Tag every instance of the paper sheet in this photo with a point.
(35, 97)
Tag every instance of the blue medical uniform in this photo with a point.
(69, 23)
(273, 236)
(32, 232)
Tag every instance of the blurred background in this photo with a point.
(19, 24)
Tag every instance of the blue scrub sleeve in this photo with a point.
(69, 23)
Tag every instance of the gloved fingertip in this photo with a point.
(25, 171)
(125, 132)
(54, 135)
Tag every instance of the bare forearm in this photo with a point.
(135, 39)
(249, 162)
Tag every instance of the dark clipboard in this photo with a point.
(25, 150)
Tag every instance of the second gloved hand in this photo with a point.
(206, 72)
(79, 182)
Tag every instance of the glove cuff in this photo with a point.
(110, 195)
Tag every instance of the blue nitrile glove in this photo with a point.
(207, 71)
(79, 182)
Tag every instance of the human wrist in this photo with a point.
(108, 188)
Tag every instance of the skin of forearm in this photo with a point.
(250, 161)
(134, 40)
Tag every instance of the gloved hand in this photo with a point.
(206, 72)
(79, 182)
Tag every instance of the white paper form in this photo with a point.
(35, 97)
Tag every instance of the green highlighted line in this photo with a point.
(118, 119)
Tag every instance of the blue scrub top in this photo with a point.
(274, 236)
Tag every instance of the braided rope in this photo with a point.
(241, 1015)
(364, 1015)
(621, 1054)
■ ■ ■
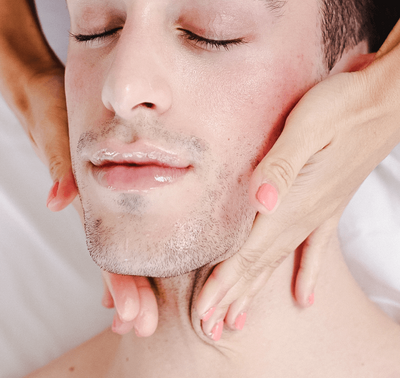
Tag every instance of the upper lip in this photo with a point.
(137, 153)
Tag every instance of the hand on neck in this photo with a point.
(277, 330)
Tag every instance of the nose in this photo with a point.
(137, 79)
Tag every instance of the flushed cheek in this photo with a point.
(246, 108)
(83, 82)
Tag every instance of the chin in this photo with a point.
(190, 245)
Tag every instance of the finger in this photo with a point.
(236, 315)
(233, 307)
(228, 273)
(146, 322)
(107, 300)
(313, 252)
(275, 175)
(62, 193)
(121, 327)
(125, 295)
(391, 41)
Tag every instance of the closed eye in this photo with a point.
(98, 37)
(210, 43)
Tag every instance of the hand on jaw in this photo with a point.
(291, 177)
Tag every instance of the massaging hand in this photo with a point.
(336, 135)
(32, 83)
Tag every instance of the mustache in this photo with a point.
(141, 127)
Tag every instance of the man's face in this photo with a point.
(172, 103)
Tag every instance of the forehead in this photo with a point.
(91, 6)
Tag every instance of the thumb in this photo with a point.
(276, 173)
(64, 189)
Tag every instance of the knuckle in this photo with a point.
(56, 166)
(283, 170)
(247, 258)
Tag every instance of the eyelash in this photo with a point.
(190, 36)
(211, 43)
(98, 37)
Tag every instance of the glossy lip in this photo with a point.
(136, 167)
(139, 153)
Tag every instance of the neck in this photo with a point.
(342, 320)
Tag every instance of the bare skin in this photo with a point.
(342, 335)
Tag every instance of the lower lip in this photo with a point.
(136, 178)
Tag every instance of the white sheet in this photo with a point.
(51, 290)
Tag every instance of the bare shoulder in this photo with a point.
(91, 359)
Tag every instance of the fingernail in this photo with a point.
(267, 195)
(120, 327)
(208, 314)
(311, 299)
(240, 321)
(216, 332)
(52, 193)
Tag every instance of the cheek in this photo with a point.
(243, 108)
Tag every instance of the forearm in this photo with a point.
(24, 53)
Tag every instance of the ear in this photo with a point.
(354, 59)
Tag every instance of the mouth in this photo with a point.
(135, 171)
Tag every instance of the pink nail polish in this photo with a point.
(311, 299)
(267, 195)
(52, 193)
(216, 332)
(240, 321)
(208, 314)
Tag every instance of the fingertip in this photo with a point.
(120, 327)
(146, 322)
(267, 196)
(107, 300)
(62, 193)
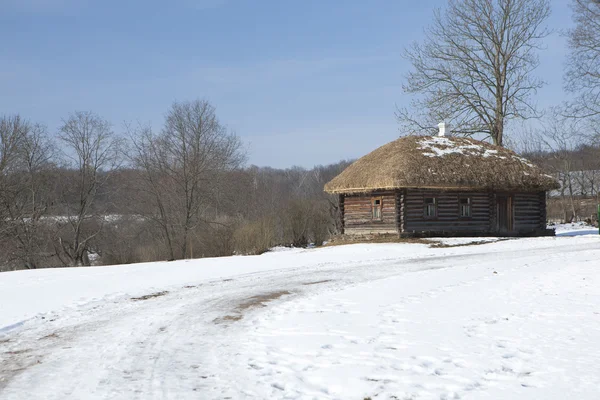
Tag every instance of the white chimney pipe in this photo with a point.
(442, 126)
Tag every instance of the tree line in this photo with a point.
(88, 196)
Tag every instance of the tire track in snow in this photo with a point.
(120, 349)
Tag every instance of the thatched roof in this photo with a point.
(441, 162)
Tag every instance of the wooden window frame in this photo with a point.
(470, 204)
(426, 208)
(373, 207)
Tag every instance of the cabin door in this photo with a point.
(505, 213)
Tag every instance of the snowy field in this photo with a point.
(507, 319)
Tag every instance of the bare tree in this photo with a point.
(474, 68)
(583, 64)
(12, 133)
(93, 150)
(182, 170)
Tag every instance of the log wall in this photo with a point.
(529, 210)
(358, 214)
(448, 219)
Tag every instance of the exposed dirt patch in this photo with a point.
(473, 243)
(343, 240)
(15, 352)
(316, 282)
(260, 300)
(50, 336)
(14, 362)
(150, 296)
■ ■ ■
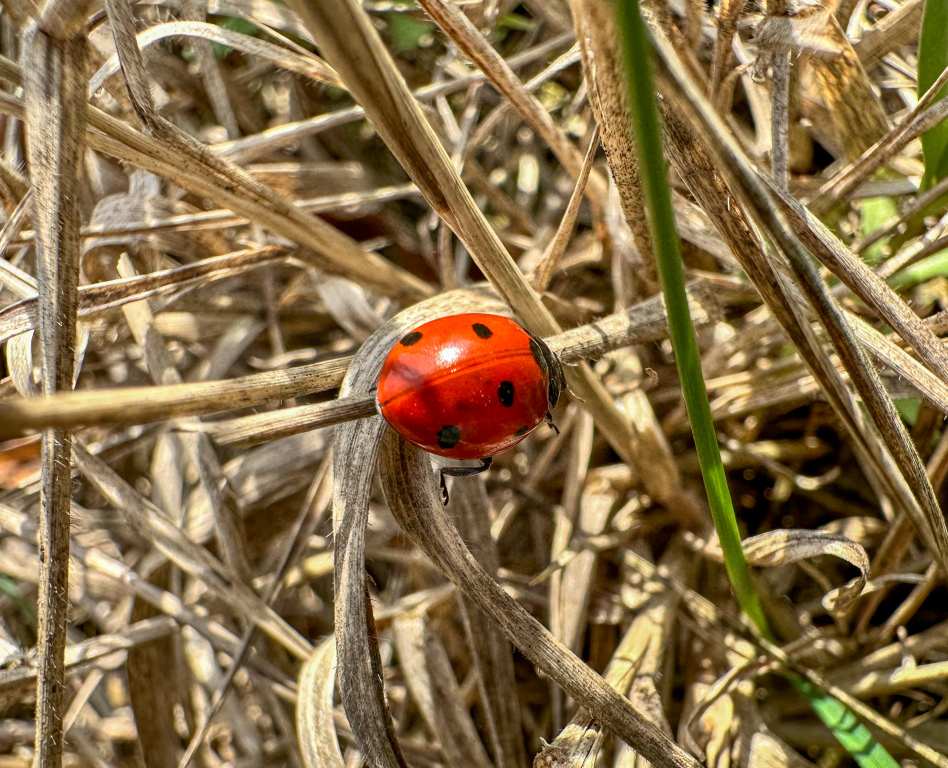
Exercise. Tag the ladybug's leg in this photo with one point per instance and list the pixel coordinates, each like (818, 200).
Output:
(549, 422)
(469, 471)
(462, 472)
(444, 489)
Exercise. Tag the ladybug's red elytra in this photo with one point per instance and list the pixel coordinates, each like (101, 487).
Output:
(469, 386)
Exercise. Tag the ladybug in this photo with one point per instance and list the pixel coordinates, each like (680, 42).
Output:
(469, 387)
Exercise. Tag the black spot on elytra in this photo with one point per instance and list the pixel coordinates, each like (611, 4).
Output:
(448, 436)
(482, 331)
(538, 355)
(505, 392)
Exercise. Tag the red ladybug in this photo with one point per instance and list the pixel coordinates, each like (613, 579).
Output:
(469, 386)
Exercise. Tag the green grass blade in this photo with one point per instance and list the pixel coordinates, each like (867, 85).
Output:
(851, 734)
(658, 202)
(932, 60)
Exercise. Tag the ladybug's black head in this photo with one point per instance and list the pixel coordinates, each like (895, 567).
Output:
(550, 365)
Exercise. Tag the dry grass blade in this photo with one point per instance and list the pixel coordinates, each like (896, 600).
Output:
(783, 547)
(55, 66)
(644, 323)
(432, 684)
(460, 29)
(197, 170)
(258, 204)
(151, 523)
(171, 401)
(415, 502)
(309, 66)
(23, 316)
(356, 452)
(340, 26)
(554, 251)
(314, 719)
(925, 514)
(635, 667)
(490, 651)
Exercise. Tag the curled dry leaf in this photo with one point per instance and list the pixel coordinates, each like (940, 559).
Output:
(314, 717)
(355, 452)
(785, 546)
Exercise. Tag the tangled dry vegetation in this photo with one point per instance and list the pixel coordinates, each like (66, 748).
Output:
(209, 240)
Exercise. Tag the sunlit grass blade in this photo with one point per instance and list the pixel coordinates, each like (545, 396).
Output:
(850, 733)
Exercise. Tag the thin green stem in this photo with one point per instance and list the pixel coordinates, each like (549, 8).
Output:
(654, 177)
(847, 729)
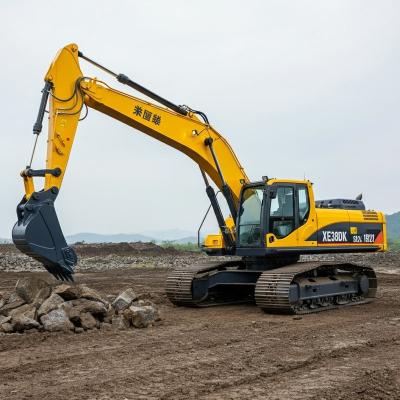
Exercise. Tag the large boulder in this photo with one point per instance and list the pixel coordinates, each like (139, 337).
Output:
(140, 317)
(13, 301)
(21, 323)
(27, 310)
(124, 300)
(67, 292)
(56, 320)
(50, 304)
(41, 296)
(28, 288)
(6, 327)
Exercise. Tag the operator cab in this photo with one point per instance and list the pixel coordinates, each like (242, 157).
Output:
■ ■ ■
— EXERCISE DESCRIPTION —
Collect every line of the items above that contains the word "gloved", copying each line in full. Matching is case-sensitive.

— RESULT BELOW —
Tag every instance of the gloved fingertip in this photo with a point.
Tag every instance of the second gloved hand in this photo with a point.
Tag every instance of the gloved hand in this photo with a point.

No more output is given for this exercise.